● Problem
Hand back each record exactly as you find it.

● Exercise materials
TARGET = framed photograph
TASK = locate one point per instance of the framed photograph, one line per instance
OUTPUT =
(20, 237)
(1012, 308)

● Solution to the exercise
TARGET = framed photograph
TASK = locate one point per instance of the framed photograph, one line per instance
OUTPUT =
(20, 237)
(1012, 308)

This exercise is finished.